The problem »
Go through the data below and copy out every line that contains the word "ship". Case counts, so only count a match when the capital and small letters are the same.

....

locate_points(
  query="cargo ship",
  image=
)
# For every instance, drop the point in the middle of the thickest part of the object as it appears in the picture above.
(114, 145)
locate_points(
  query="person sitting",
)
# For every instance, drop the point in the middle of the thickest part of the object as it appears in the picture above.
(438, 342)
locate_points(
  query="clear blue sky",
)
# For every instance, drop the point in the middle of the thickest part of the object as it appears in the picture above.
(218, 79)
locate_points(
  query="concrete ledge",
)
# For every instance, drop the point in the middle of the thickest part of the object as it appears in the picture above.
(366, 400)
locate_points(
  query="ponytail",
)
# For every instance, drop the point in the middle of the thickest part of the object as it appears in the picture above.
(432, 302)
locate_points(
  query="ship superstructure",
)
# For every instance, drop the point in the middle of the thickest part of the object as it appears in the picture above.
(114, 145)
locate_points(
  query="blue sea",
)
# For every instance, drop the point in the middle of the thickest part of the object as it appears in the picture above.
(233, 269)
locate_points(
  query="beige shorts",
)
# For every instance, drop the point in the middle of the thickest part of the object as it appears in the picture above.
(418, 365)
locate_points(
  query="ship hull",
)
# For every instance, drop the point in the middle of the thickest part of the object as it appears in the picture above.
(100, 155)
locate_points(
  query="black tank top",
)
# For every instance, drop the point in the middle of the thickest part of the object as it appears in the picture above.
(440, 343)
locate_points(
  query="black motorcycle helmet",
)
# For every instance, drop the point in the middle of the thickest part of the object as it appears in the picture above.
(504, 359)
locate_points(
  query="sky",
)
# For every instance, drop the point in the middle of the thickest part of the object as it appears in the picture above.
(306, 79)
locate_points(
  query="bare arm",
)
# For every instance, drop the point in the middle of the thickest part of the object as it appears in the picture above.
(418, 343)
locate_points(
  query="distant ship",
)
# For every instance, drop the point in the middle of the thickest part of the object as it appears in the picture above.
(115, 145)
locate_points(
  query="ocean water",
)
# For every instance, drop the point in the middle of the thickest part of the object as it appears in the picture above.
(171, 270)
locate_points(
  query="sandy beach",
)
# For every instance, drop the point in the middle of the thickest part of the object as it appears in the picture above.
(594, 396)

....

Exercise solution »
  query="cargo ship",
  query="ship superstructure",
  query="ship hull",
  query="distant ship",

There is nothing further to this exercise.